◆ STATED EXERCISE: Reproduce the lines below exactly, starting with the line containing "point: dramatic orange" and continuing through the end of the lines.

━━━━━ PROVIDED MATERIAL ━━━━━

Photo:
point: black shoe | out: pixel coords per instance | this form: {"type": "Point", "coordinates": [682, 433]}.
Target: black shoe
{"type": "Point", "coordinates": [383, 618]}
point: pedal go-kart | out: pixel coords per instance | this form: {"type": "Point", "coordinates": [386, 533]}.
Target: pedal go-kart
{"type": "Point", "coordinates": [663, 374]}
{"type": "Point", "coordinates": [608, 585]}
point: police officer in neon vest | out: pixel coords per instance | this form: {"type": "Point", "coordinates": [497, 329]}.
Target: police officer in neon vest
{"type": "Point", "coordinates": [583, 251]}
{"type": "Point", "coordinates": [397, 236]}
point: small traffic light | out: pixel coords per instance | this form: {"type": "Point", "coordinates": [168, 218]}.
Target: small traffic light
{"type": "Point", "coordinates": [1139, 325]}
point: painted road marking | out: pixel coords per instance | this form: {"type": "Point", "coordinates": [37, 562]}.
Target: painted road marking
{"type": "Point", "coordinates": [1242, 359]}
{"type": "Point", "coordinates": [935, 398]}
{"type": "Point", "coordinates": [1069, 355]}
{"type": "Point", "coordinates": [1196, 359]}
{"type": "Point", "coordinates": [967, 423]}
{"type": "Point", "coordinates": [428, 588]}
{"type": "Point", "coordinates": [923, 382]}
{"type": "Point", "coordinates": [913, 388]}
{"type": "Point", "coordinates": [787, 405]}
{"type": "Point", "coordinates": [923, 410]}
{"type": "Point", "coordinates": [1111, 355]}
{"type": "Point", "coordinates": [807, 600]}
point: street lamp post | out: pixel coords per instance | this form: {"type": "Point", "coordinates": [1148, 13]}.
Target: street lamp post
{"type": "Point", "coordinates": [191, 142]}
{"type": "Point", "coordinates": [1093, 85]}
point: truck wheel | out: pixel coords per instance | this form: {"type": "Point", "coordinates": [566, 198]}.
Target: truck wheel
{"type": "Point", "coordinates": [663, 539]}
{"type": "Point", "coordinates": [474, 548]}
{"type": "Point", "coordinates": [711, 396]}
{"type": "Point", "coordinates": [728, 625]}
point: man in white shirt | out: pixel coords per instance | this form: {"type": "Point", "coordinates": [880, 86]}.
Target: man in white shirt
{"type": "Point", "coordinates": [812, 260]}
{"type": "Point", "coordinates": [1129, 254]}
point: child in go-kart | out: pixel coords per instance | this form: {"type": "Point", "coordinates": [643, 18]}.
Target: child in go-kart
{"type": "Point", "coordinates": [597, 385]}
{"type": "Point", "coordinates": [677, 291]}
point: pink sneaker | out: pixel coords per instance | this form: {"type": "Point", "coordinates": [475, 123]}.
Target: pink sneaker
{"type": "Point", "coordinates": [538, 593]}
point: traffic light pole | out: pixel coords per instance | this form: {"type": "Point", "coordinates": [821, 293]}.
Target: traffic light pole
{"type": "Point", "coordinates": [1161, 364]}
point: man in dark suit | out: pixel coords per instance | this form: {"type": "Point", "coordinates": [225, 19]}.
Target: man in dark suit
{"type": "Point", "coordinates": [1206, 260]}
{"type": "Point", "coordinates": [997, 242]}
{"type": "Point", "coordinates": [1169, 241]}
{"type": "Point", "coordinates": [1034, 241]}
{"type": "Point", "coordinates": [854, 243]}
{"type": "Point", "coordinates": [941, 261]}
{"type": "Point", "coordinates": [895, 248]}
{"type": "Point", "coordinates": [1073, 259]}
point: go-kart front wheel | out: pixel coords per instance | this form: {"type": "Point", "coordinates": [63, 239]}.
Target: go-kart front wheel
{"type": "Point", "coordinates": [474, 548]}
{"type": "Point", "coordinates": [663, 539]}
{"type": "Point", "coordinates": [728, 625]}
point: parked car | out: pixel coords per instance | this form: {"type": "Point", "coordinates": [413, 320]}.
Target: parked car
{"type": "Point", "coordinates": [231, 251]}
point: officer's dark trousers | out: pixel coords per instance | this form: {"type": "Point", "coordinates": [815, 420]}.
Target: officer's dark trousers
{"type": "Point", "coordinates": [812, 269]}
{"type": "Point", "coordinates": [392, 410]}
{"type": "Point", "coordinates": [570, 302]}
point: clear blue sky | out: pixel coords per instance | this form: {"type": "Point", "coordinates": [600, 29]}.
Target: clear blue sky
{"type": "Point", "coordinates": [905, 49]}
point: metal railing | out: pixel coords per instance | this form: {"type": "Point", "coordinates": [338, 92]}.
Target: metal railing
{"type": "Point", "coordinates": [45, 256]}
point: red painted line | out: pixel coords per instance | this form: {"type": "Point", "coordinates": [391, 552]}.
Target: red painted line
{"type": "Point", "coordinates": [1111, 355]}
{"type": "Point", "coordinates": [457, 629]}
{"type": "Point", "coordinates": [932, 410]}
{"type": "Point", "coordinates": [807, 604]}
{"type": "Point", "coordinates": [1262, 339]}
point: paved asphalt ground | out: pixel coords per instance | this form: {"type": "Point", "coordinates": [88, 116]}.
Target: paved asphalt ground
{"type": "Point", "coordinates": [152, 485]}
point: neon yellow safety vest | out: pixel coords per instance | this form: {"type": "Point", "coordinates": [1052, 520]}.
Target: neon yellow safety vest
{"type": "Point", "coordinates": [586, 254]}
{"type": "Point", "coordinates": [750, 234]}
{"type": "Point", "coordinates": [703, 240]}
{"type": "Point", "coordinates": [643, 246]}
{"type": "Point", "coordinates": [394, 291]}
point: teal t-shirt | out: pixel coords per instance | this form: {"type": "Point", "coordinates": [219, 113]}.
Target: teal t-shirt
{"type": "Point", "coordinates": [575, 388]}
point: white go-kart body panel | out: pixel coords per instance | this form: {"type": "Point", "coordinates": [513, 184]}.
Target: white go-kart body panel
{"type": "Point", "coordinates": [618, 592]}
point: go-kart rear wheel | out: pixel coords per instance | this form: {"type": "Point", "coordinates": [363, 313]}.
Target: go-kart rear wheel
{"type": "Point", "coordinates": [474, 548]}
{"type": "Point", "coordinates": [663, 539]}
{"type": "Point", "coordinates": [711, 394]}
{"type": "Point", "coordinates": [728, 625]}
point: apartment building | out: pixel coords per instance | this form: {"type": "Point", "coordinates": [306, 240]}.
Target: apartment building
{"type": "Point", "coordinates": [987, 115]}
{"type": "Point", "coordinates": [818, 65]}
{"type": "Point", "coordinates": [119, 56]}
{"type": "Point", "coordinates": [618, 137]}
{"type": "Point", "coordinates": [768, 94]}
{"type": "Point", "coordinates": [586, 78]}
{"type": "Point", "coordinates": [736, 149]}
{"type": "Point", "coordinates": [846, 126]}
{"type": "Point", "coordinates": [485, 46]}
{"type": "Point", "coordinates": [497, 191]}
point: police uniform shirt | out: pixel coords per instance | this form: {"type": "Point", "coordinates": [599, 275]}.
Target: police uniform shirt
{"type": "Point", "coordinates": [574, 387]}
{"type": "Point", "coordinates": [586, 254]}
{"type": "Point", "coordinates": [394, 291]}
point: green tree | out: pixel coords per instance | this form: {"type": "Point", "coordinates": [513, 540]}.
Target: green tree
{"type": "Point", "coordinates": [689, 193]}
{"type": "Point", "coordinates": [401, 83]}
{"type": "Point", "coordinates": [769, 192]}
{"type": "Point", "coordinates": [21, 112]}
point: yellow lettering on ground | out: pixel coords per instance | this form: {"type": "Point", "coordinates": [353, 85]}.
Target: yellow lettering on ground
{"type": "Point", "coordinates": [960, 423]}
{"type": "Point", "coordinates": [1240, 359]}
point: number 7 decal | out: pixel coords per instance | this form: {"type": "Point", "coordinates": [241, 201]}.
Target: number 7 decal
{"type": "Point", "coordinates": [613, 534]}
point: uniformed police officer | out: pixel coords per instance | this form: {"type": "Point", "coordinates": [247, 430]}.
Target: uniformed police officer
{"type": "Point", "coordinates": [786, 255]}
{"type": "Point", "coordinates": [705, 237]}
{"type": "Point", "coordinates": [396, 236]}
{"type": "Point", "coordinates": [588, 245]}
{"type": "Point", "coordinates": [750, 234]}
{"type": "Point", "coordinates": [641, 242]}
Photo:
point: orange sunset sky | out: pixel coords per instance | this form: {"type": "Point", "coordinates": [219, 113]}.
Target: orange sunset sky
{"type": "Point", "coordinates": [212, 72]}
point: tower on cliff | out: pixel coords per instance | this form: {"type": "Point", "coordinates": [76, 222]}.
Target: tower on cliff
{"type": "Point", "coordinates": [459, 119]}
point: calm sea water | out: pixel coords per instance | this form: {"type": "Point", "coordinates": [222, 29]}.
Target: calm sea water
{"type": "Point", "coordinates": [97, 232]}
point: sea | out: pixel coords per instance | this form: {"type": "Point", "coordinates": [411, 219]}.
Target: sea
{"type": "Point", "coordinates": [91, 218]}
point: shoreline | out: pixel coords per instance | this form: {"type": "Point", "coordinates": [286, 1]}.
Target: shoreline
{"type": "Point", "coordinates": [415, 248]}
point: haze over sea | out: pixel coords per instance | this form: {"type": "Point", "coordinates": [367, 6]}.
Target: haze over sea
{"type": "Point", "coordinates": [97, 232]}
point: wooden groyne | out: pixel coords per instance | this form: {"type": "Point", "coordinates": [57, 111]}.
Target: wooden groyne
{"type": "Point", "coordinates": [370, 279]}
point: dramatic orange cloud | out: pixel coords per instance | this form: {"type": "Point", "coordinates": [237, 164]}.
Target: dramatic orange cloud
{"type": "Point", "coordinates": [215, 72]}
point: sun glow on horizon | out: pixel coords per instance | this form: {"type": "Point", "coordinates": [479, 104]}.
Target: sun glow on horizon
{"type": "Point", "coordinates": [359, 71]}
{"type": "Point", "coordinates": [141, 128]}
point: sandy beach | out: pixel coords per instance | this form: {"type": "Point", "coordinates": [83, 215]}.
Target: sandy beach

━━━━━

◆ TASK RESPONSE:
point: dramatic orange cloud | out: pixel coords per instance | this form: {"type": "Point", "coordinates": [237, 164]}.
Target: dramatic orange cloud
{"type": "Point", "coordinates": [215, 72]}
point: sun glow on horizon | out: pixel coords per instance | this form: {"type": "Point", "coordinates": [479, 104]}.
Target: sun glow on horizon
{"type": "Point", "coordinates": [359, 71]}
{"type": "Point", "coordinates": [141, 128]}
point: sandy beach | out: pixel coords per instance | this form: {"type": "Point", "coordinates": [83, 215]}.
Target: sandy beach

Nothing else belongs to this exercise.